GIVEN REQUEST. The line containing "Target = recessed ceiling light" marks where to begin; quote it and every line after it through the end of the data, exactly as written.

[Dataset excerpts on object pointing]

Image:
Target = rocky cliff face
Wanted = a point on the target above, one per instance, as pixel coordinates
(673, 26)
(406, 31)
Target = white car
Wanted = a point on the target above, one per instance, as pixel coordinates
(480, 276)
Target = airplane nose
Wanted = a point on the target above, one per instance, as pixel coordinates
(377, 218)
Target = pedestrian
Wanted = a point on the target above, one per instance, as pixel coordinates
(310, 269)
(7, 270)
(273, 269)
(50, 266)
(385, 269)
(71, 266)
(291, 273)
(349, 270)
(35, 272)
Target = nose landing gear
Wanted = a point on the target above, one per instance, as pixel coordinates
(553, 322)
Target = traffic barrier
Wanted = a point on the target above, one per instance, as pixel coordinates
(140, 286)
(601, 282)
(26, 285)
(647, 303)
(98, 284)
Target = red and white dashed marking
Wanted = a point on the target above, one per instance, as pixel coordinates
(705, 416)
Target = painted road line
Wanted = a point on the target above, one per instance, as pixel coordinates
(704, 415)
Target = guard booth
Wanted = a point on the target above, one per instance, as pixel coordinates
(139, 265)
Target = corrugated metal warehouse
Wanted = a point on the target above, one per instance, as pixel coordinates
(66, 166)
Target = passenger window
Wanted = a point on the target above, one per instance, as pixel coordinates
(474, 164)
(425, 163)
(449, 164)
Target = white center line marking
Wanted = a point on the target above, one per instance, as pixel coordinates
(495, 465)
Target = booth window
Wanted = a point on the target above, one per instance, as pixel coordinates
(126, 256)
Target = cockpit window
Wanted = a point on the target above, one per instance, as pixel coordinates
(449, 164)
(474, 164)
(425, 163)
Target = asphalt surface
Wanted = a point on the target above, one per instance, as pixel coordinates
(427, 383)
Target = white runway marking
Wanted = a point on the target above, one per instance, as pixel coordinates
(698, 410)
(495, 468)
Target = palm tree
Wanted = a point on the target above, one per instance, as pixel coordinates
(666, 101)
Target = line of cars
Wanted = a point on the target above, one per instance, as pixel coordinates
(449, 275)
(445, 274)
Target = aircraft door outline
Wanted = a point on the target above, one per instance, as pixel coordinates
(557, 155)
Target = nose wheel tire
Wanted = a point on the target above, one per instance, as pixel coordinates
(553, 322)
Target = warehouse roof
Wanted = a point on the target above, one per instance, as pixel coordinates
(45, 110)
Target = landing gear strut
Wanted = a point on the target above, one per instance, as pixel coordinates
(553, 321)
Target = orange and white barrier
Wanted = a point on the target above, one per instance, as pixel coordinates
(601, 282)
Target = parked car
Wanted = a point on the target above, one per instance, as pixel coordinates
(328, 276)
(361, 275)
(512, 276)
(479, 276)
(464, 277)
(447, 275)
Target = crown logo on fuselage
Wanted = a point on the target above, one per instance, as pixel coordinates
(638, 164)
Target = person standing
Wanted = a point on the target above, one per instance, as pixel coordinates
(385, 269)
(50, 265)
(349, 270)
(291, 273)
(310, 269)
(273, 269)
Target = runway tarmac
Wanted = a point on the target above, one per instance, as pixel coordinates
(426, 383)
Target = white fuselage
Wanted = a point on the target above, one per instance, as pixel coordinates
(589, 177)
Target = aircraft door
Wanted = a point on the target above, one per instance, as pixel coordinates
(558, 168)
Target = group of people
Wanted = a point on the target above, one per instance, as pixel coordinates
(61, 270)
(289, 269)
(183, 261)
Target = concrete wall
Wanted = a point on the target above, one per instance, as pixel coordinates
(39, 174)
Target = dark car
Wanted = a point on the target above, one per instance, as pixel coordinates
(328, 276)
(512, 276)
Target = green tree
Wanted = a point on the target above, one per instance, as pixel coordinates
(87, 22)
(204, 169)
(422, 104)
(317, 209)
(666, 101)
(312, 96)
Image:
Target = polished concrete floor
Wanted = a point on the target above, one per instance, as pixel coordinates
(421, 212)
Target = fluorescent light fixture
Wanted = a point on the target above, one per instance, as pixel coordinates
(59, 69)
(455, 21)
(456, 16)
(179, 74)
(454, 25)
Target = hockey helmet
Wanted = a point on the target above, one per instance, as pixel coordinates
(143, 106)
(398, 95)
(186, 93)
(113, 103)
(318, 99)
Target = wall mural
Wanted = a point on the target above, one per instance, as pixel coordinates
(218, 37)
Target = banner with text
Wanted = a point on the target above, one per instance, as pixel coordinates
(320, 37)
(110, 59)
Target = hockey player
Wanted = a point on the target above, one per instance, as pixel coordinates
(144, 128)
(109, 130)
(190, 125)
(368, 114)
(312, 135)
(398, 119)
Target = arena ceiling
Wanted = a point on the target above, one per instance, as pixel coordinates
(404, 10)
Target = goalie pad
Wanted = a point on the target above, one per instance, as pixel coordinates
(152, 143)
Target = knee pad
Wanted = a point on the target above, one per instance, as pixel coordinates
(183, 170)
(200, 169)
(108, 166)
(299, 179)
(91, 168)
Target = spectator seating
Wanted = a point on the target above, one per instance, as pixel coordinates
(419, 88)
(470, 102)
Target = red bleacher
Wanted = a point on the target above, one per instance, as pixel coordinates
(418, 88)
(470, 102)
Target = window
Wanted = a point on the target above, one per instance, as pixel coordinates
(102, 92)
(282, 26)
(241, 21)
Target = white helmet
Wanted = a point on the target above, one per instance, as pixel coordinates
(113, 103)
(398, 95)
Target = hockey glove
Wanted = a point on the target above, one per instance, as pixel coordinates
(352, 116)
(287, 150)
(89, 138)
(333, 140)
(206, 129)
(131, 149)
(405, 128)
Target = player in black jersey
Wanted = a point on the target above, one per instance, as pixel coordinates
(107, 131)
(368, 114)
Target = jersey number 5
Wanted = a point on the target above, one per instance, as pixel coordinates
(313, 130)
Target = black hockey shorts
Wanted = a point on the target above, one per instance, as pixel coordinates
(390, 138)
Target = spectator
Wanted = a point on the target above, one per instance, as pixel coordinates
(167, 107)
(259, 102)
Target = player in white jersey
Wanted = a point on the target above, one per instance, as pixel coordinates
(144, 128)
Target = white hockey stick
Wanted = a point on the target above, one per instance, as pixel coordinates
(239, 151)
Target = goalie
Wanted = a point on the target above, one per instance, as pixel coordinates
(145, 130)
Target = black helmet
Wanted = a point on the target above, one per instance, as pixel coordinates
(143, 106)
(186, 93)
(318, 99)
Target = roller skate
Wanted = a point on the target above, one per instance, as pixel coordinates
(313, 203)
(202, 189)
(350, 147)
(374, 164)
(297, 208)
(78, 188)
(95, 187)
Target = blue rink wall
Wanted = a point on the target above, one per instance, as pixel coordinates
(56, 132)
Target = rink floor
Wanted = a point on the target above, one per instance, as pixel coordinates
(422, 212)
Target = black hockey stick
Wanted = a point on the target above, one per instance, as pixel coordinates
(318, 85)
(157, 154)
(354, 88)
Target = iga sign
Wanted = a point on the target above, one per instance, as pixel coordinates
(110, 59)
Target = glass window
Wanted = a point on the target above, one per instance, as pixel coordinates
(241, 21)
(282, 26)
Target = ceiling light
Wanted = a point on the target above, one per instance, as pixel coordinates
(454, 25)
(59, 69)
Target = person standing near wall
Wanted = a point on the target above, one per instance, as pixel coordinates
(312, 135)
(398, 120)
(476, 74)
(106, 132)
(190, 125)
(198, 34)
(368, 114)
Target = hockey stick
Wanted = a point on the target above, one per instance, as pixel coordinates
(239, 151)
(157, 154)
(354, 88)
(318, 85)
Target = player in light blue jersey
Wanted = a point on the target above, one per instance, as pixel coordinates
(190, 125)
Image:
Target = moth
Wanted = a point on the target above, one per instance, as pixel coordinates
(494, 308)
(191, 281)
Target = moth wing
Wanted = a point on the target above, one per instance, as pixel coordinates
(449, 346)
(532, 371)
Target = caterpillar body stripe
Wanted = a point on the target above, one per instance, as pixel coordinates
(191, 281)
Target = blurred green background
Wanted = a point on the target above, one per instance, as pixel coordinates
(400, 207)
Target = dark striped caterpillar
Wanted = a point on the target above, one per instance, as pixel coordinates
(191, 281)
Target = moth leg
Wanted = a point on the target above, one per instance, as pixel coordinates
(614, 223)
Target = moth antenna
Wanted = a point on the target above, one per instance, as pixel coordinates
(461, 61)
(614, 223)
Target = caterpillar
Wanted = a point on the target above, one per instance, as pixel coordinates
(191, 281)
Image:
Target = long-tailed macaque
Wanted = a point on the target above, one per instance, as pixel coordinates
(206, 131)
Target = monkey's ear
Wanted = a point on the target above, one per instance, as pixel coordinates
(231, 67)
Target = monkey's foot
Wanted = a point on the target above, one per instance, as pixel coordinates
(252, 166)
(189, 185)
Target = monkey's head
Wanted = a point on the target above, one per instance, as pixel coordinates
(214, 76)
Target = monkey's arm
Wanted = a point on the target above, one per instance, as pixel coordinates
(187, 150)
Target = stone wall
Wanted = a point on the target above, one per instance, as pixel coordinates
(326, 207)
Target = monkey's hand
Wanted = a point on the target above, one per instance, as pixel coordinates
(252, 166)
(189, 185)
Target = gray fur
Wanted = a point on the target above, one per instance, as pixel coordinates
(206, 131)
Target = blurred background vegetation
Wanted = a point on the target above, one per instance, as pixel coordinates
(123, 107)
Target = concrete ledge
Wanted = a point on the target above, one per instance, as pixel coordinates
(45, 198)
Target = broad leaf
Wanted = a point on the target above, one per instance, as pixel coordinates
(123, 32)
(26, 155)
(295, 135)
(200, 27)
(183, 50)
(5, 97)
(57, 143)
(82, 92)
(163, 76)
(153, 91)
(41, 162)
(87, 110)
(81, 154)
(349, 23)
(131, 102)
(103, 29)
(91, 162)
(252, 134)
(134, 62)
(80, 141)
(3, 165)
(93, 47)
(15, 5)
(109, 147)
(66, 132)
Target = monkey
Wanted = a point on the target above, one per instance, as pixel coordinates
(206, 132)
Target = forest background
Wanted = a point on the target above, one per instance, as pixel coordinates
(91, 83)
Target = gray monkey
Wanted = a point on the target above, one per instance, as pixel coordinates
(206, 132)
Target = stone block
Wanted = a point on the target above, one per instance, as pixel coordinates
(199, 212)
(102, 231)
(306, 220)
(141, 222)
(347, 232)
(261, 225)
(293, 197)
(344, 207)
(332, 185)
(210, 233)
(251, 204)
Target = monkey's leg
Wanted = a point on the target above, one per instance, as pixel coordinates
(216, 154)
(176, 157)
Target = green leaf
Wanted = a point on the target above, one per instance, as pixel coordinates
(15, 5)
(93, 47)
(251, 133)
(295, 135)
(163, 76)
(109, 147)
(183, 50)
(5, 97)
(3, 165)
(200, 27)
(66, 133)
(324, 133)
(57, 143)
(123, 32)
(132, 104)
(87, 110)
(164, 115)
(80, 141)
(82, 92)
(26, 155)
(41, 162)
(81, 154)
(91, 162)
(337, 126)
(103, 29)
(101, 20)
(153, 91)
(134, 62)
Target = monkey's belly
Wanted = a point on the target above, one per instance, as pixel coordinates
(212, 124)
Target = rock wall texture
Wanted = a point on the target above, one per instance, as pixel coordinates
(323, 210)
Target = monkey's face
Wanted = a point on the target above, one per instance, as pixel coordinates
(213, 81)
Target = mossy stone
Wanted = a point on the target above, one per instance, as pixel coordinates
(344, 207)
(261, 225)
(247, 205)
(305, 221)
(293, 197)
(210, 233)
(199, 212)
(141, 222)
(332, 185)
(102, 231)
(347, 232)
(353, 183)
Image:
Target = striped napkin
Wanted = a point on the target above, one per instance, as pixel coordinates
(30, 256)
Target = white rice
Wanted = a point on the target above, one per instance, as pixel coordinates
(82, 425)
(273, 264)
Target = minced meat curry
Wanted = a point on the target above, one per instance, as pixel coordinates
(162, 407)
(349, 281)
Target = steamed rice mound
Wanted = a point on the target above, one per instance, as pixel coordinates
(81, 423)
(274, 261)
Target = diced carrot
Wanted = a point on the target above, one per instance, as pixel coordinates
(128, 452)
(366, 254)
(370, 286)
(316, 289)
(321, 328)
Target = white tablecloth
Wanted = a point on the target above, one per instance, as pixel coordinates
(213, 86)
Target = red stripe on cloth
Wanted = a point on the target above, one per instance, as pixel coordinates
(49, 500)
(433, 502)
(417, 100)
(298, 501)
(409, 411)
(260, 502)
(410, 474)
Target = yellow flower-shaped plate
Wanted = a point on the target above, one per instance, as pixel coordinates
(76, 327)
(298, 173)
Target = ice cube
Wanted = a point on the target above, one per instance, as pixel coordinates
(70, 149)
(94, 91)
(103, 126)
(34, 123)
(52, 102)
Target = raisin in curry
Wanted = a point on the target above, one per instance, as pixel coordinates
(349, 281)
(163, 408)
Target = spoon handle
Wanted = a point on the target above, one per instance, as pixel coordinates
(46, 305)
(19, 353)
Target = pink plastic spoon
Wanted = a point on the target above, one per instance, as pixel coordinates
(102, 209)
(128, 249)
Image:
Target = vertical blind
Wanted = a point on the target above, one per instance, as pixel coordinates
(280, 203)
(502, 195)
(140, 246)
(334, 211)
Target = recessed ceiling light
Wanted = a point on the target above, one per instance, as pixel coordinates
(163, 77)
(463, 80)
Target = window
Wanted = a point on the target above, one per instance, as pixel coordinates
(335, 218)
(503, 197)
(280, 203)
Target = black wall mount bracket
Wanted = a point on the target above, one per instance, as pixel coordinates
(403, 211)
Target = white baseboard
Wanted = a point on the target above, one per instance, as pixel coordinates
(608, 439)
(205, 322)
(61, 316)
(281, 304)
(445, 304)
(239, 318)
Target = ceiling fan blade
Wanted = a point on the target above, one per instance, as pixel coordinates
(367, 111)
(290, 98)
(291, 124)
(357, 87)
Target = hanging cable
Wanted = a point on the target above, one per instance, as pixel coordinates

EXERCISE RESULT.
Target = recessed ceiling light
Wanted = a point on the target above, one per instance, as pixel coordinates
(163, 77)
(463, 80)
Target = window
Wanted = a point on the target above, one per instance, as pixel coordinates
(335, 218)
(503, 197)
(280, 203)
Target = black wall mount bracket
Wanted = a point on the target above, one per instance, as pixel coordinates
(403, 211)
Target = white baseboard
Wanted = a point on the target above, one per instance, as pixel coordinates
(608, 439)
(205, 322)
(61, 316)
(281, 304)
(445, 304)
(239, 318)
Target = ceiling fan blade
Wanted = a point on the target above, one per instance, as pixel coordinates
(367, 111)
(290, 98)
(291, 124)
(357, 87)
Target = hanging cable
Wanted = a point on the target above, one per instance, as pixel coordinates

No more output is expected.